▶ [Text extract]:
— BEGIN —

Rape rates in our forces are twice "normal", and that article asks
WHY, pointedly.

I almost didn't post this, because I scanned ahead to the recommendations and they are so pedantic and/or impractical that it is hard to take seriously. However, there is at least some serious discussion in there, and no doubt a serious issue.

BTW, no DACOWITS tie I have discovered.

This is not strictly a Small Wars issue, but a larger military one as this article is written. However, I wonder if the underlying violence / background issue highlighted therein has larger impacts on the challenges of the 3-block war, etc.

Multi-skilled Leader
09-20-2008, 12:59 PM
Thank you for beginning this discussion thread.

There are no easy answers for the "Rape Crisis" our entire military culture is facing. The most recently unveiled US Army I.A.M. Strong campaign misses the mark. This is not an objective that we can attack with quippy marketing. It is a culture problem. Men need to police other men and kick them the ____ out of our most humble profession when they violate this sacred trust. Of course, many rapes become "He said, she said" but through an emphasis of changing our culture to look at all women as equals, sisters at arms, we may begin to diminish this crime.

VIGNETTE: As leader of Soldiers in units with men and women, I have always told them to "look to your right and left....do you see women....YES...well they are your sisters at arms. You will protect them like a sister. This is not the time for fraternization in this company, but to look out for one another as if you were brother and sister....And if I have to deal with anyone of you....I will be dealing with you as if you have done something to my very own daughter."

— END —

▶ [Required work]: Please pick up the forum thread on rape in the military after its last sentence and keep writing it.

▶ [Dataset rows]:

— BEGIN —

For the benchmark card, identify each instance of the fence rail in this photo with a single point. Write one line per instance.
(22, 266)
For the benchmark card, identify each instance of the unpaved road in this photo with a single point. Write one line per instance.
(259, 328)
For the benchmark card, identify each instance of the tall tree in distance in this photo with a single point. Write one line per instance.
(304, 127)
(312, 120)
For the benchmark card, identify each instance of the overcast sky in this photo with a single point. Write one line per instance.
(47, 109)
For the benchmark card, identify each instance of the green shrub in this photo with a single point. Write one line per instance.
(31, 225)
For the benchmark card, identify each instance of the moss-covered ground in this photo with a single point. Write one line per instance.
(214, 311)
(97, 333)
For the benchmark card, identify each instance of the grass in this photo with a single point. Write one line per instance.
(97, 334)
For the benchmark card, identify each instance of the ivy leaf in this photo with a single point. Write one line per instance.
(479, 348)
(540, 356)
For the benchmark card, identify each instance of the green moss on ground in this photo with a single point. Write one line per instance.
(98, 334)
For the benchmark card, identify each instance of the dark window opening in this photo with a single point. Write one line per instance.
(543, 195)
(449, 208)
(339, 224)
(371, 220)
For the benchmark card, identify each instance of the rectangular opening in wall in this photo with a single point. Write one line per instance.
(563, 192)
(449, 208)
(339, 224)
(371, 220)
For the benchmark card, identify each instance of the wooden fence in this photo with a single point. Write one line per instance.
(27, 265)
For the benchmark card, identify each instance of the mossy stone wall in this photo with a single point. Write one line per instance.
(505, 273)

— END —
— BEGIN —

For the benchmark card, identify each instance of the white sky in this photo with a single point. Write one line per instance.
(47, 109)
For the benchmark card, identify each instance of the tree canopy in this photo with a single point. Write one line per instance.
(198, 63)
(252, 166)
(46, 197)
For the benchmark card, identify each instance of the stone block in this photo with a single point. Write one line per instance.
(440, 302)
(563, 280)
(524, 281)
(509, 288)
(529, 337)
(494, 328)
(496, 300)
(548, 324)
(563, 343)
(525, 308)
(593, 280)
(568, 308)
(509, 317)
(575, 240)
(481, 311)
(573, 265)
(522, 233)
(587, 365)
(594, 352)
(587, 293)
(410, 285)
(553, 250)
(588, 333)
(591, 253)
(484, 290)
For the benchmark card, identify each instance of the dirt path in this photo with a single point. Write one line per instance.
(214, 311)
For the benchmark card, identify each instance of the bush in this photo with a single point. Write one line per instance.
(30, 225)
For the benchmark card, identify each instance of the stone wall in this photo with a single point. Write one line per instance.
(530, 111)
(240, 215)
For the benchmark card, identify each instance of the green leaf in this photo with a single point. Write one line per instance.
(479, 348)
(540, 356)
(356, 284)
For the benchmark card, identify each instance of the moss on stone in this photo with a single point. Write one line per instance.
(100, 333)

— END —
— BEGIN —

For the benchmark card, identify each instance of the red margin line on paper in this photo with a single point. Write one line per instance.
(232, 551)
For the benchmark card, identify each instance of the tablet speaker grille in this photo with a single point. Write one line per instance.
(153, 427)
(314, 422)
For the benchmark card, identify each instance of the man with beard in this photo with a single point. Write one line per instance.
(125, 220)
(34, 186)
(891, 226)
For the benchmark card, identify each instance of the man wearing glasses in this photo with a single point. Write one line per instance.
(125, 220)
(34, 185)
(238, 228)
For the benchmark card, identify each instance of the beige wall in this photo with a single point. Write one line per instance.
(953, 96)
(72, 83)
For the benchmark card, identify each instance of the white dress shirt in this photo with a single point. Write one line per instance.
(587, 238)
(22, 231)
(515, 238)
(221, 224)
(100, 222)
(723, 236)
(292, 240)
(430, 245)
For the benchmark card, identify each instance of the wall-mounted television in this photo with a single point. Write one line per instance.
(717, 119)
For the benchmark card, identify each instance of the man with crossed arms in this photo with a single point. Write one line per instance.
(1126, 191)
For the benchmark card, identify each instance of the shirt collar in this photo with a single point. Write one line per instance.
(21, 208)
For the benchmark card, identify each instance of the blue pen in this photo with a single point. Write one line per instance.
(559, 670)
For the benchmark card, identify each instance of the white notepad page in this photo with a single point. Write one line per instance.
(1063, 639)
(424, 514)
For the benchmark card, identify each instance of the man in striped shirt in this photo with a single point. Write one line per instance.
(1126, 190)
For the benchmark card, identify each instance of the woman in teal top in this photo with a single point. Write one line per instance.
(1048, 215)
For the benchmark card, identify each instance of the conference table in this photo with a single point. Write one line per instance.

— END —

▶ [Task answer]:
This only begins culture change. Concerning the posted article by Ms. Benedict, I believe she is recycling a few older examples to dogpile on a conclusion. I believe she has a few suggestions that may help culture change. Specifically taking charge of our profession and not tolerating this type of behavior by expelling sexual predators, treating women with respect at all times.

More importantly, we have a rape myth crisis, where many male commanders believe the women victim is to blame for getting into the circumstance that led to rape. For example, a women is raped. But the commander dwells on how many regulations violates occurred to get to that point...are you getting it yet? Underaged drinking...fraternization, flirting...all of the little things that lead a male Soldier to believe that this is OK. Then it goes to far and the women feels violated. A commander with a fundamentalist back ground looks at the victim and says, "you shouldn't have been drinking under age...you shouldn't have been alone with this married man." Missing the mark on the real crime....punishing the victim sometimes more than the perpetrator. This is one reason why our profession is where it is today, in a "Rape Crisis," because we have leaders with a fundamentalist lens that looks at women as objects. Leaders that believe a women's place is the home or not in the military and if they're raped, it was their fault? We need to change this culture.

Thanks for listening,
MSL--A brother at arms that looks out for sisters at arms

Adam L
09-20-2008, 02:36 PM
This is a very important and intersting issue, but this writer comes to this article with a lot of baggage. She also fails to understand (like many of the studies she quotes) the difference between a "correlation and causation." I don't have time this second to go through the article item by item, but I'll get to that a little later.

Edited to Add: After further reading, I am shocked by some of the statements and conclusions in this article. I think you should take a look at her site (http://www.helenbenedict.com/).

Adam L

JT Clark
09-21-2008, 09:40 AM
Rape is obviously an incredibly serious issue and I agree with everything MSL said. I think we all know how we'd react if it was our sister, daughter, wife or girlfriend that was sexually assaulted and it is up to us all to be vigilant with respect to the sisters, wives, girlfriends and daughters of others.

Having cleared my position on that up, I would also add that rape is traditionally a "hot button" issue with a history of being abused by the media to make a point. ie misuse of statistics, blaming rape on a particular group etc.

Prof. Victoria Fontan has researched this phenomena extensively if anyone can dig up some of her work. I believe she has a book just out, or coming out through Praeger.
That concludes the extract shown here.